-------- READING TEXT --------

Bug 158420

Summary: URI fragment of location header not appended in case of further redirect
Product: WebKit Reporter: Thomas Gerlach <tgerlach>
Component: Page LoadingAssignee: Alex Christensen <achristensen>
Status: RESOLVED WONTFIX    
Severity: Normal CC: achristensen, ap, beidson, bokan, brian, fetis26, manian, mcatanzaro, pogris, rwlbuis, scott, thierry.allardsaintalbin, tomac, totten, webkit-bug-importer, whq731, wilander, ysuzuki
Priority: P2 Keywords: InRadar
Version: Safari 9   
Hardware: All   
OS: OS X 10.11   
See Also: https://bugs.webkit.org/show_bug.cgi?id=24175
https://bugs.webkit.org/show_bug.cgi?id=205294
Bug Depends on:    
Bug Blocks: 210490    
Attachments:
Description Flags
simple php test scenario
none
Patch beidson: review-

Description Thomas Gerlach 2016-06-06 08:29:52 PDT
Created attachment 280593 [details]
simple php test scenario

As a variant of the BUG 24175 the following scenario still fails in Safari 9 (iPhone 9, Mac 10)

1. request a URI
2. response is 302 with a URI with fragment as location header
3. the location header's URI is redirected again with 302
4. the last URI has no fragment anymore.

-------- MATERIAL SUPPLIED --------

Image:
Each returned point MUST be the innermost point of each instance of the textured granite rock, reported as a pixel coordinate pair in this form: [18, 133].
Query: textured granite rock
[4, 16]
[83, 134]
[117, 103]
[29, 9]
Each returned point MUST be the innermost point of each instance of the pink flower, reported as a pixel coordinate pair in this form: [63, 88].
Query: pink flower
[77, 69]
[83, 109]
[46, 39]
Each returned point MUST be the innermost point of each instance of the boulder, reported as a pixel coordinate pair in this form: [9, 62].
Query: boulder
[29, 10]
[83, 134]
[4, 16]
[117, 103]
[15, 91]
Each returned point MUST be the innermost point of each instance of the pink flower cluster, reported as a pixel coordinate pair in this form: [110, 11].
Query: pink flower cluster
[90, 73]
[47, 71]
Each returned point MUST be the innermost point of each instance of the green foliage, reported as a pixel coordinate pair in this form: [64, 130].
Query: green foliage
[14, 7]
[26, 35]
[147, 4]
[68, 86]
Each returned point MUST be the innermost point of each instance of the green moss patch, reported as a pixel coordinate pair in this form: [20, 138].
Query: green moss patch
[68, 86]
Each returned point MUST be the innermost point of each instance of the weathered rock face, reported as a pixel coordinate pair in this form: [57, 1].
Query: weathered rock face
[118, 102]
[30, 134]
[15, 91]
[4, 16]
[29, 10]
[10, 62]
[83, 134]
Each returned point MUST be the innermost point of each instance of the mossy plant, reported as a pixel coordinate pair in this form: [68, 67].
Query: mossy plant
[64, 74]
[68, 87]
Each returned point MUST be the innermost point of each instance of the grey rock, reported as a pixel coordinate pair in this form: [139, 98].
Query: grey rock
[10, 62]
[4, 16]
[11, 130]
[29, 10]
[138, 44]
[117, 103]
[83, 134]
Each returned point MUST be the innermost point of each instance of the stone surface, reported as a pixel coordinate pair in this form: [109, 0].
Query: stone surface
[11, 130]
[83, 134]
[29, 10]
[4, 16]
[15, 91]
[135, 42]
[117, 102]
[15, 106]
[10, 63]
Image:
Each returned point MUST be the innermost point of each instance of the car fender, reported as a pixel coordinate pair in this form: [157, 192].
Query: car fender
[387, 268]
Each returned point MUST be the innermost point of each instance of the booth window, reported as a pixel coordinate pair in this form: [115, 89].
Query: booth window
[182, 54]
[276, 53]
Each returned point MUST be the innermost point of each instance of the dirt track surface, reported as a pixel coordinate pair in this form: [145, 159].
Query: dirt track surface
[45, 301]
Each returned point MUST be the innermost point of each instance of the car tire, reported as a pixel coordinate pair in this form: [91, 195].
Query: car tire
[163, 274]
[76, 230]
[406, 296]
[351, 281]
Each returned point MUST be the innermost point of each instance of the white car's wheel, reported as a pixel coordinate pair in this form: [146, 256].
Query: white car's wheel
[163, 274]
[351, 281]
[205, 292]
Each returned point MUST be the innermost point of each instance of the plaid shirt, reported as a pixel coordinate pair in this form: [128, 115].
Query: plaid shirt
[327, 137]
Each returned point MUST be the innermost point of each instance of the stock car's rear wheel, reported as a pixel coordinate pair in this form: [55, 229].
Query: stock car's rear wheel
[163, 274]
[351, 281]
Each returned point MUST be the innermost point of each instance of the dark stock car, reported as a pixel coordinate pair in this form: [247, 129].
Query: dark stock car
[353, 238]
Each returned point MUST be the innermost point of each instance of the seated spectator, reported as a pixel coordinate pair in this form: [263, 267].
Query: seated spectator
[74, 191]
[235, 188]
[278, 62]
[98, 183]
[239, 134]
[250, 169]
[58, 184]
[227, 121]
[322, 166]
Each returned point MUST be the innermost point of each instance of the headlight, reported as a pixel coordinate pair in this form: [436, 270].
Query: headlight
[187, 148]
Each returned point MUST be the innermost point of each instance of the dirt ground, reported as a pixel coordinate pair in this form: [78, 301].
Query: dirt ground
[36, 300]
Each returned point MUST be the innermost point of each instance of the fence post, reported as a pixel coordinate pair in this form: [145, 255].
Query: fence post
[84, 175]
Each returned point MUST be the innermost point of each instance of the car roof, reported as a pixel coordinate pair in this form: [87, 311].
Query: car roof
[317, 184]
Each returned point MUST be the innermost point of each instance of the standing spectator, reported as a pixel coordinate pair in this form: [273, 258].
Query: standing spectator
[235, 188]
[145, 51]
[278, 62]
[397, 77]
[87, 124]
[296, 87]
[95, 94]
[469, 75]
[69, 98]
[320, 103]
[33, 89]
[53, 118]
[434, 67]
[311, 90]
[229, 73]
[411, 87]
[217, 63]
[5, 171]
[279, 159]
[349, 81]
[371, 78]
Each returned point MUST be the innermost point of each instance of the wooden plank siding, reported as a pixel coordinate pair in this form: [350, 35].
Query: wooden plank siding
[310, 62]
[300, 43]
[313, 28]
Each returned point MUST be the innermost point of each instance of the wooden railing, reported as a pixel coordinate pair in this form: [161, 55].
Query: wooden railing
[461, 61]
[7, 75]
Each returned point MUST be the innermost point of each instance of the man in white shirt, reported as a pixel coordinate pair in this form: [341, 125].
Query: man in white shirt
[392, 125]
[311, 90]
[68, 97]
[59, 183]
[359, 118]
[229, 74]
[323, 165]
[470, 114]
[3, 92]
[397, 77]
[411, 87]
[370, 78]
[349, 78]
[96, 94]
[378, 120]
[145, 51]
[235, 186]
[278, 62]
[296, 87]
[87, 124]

--------

> THE TASKS
• A. List the numbered steps of the failing scenario described in the bug report.
• B. What status does the bug report show?
• C. Please print the bug report from "Description Thomas Gerlach" up to and including "(iPhone 9, Mac 10)".
The material has no connection to the bug report.

> SOLUTIONS
• A.
1. request a URI
2. response is 302 with a URI with fragment as location header
3. the location header's URI is redirected again with 302
4. the last URI has no fragment anymore.

• B. RESOLVED WONTFIX

• C.
Description Thomas Gerlach 2016-06-06 08:29:52 PDT
Created attachment 280593 [details]
simple php test scenario

As a variant of the BUG 24175 the following scenario still fails in Safari 9 (iPhone 9, Mac 10)